--- START Data shown ---

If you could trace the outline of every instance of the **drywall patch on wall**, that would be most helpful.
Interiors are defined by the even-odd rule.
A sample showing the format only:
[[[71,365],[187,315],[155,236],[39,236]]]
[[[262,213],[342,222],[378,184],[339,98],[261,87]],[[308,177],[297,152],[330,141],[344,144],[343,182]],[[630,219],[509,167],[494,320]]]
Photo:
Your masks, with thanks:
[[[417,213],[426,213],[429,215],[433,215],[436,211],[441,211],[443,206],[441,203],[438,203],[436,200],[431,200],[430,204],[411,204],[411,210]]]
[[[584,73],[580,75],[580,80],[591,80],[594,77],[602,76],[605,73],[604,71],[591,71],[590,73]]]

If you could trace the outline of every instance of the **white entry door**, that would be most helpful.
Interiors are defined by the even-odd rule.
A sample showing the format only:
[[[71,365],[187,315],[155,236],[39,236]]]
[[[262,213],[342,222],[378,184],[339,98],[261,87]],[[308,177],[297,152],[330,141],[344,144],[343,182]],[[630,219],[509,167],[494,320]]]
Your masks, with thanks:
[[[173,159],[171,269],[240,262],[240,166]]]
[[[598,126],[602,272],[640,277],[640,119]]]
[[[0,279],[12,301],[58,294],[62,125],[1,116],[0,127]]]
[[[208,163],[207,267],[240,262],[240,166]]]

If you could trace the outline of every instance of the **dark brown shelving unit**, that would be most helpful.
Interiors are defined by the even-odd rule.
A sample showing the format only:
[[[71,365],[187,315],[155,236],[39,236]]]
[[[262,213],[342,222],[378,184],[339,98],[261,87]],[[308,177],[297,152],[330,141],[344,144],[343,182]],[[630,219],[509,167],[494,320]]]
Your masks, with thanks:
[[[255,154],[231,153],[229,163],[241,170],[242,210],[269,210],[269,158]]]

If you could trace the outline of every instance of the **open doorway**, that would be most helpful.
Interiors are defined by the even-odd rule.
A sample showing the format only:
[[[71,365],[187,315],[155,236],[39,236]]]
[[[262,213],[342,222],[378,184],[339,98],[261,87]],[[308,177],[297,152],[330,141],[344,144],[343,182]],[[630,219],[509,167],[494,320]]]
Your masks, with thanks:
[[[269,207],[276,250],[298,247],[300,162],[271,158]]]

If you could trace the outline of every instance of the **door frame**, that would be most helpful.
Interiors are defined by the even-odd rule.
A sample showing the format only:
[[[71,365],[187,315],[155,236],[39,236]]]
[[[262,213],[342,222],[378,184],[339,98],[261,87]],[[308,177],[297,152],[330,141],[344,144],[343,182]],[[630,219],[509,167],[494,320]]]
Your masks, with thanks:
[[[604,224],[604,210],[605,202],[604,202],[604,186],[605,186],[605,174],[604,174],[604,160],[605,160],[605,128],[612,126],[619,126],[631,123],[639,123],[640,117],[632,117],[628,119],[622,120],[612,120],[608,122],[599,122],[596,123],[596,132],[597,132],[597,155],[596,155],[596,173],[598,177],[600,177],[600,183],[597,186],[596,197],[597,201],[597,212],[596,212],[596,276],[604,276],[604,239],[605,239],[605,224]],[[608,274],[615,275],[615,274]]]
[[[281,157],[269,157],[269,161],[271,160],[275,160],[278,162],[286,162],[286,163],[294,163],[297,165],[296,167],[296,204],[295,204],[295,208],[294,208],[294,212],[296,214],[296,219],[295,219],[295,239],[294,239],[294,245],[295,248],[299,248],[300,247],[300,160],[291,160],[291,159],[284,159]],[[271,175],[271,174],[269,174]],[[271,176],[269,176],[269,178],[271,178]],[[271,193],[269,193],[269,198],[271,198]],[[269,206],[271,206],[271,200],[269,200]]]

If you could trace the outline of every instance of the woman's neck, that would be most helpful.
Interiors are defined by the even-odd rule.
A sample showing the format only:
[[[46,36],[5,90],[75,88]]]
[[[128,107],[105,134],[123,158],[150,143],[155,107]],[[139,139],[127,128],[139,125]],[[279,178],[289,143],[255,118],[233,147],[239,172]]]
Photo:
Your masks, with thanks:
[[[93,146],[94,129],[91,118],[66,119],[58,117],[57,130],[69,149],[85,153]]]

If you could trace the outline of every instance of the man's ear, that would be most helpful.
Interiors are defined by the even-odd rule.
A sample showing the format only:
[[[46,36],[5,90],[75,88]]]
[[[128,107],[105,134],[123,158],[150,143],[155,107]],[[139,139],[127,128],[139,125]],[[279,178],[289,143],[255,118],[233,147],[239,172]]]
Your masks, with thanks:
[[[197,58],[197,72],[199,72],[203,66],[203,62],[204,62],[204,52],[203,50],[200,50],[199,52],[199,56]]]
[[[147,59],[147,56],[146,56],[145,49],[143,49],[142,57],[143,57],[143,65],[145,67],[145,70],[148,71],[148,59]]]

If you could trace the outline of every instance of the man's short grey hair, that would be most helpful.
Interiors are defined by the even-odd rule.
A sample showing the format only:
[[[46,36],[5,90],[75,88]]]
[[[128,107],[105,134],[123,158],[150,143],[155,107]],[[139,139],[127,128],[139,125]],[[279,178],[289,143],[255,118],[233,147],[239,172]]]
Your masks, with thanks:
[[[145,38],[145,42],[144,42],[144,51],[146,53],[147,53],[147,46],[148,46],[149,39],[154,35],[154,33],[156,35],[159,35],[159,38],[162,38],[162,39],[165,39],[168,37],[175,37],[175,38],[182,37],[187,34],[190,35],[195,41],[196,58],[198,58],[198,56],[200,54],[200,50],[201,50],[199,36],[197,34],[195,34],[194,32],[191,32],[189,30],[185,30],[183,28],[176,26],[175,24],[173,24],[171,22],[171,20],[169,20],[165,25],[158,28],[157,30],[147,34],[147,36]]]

--- END Data shown ---

* Job
Copy out every line of the listing above verbatim, from start to finish, without changing anything.

* Expected answer
If you could trace the outline of every instance of the **drywall patch on wall**, that would be most helpful.
Interiors are defined by the even-odd rule.
A sample showing the format only:
[[[71,365],[187,315],[155,236],[39,236]]]
[[[262,213],[342,222],[378,184],[339,98],[261,87]],[[308,177],[297,152],[330,141],[344,144],[343,182]],[[630,219],[509,167],[494,320]]]
Photo:
Your masks, with thanks:
[[[417,213],[426,213],[429,215],[433,215],[436,211],[441,211],[443,206],[441,203],[438,203],[436,200],[431,200],[430,204],[411,204],[411,210]]]
[[[584,73],[580,75],[580,80],[591,80],[594,77],[602,76],[605,73],[604,71],[591,71],[590,73]]]

If you could trace the outline of every instance of the **white entry door**, that would be most helpful.
Interiors are defined by the even-odd rule.
A sample showing the format only:
[[[71,365],[187,315],[155,236],[39,236]]]
[[[262,213],[342,222],[378,184],[339,98],[261,87]],[[308,177],[297,152],[330,141],[344,144],[343,182]],[[630,219],[509,167],[494,320]]]
Your masks, with thanks:
[[[173,159],[171,269],[240,262],[240,166]]]
[[[598,126],[602,272],[640,277],[640,119]]]
[[[0,279],[12,301],[58,294],[62,125],[1,116],[0,127]]]
[[[208,163],[207,267],[240,262],[240,166]]]

If you could trace the outline of every instance of the **dark brown shelving unit**, that would be most helpful.
Interiors are defined by the even-odd rule.
A sample showing the format only:
[[[71,365],[187,315],[155,236],[39,236]]]
[[[262,213],[342,222],[378,184],[339,98],[261,87]],[[308,177],[297,152],[330,141],[344,144],[343,182]],[[630,219],[509,167],[494,320]]]
Your masks, with thanks:
[[[255,154],[231,153],[229,163],[241,170],[242,210],[269,210],[269,158]]]

If you could trace the outline of every instance of the **open doorway**, that would be most helpful.
Interiors are defined by the even-odd rule.
A sample showing the format only:
[[[71,365],[187,315],[155,236],[39,236]]]
[[[262,213],[342,222],[378,184],[339,98],[261,87]],[[308,177],[297,152],[330,141],[344,144],[343,182]],[[630,219],[509,167],[494,320]]]
Your masks, with thanks:
[[[269,207],[276,250],[298,247],[300,162],[271,158]]]

If you could trace the outline of every instance of the **door frame**, that would be most helpful.
Interiors are defined by the even-odd rule.
A sample showing the format only:
[[[71,365],[187,315],[155,236],[39,236]]]
[[[262,213],[342,222],[378,184],[339,98],[261,87]],[[308,177],[297,152],[330,141],[344,144],[343,182]],[[630,219],[509,167],[494,320]]]
Your masks, with thanks:
[[[604,224],[604,210],[605,202],[604,202],[604,186],[605,186],[605,174],[604,174],[604,160],[605,160],[605,128],[612,126],[619,126],[631,123],[639,123],[640,117],[632,117],[628,119],[622,120],[612,120],[608,122],[599,122],[596,123],[596,132],[597,132],[597,155],[596,155],[596,173],[598,177],[600,177],[600,183],[597,186],[596,197],[597,201],[597,212],[596,212],[596,276],[604,276],[604,239],[605,239],[605,224]],[[608,274],[615,275],[615,274]]]
[[[281,157],[269,157],[269,161],[271,160],[275,160],[278,162],[286,162],[286,163],[294,163],[297,165],[296,167],[296,204],[295,204],[295,208],[294,208],[294,212],[296,214],[296,219],[295,219],[295,239],[294,239],[294,245],[295,248],[299,248],[300,247],[300,160],[291,160],[291,159],[284,159]],[[271,175],[271,174],[269,174]],[[271,176],[269,176],[269,178],[271,178]],[[271,193],[269,193],[269,198],[271,198]],[[269,206],[271,206],[271,200],[269,200]]]

If you could trace the outline of every instance of the woman's neck, that would be most helpful.
Interiors are defined by the even-odd rule.
A sample showing the format only:
[[[46,36],[5,90],[75,88]]]
[[[128,107],[105,134],[123,158],[150,143],[155,107]],[[139,139],[127,128],[139,125]],[[279,178],[289,143],[255,118],[233,147],[239,172]]]
Photo:
Your masks, with thanks:
[[[93,146],[94,129],[91,118],[66,119],[58,117],[57,130],[69,149],[85,153]]]

If you could trace the outline of every instance of the man's ear, that would be most helpful.
Interiors are defined by the even-odd rule.
A sample showing the format only:
[[[46,36],[5,90],[75,88]]]
[[[128,107],[105,134],[123,158],[150,143],[155,107]],[[139,139],[127,128],[139,125]],[[279,178],[289,143],[255,118],[233,147],[239,172]]]
Your masks, with thanks:
[[[197,58],[197,72],[199,72],[203,66],[203,62],[204,62],[204,52],[203,50],[200,50],[199,52],[199,56]]]
[[[147,59],[147,56],[146,56],[145,49],[143,49],[142,57],[143,57],[143,65],[145,67],[145,70],[148,71],[148,59]]]

If you could trace the outline of every instance of the man's short grey hair, that would be most helpful.
Interiors are defined by the even-odd rule.
A sample showing the format only:
[[[46,36],[5,90],[75,88]]]
[[[128,107],[105,134],[123,158],[150,143],[155,107]],[[139,139],[127,128],[139,125]],[[279,178],[289,143],[255,118],[233,147],[239,172]]]
Your masks, with thanks:
[[[145,38],[145,42],[144,42],[144,51],[146,53],[147,53],[147,46],[148,46],[149,39],[154,35],[154,33],[156,35],[159,35],[159,38],[162,38],[162,39],[165,39],[168,37],[175,37],[175,38],[182,37],[187,34],[190,35],[195,41],[196,58],[198,58],[198,56],[200,54],[200,50],[201,50],[199,36],[197,34],[195,34],[194,32],[191,32],[189,30],[185,30],[183,28],[176,26],[175,24],[173,24],[171,22],[171,20],[169,20],[165,25],[158,28],[157,30],[147,34],[147,36]]]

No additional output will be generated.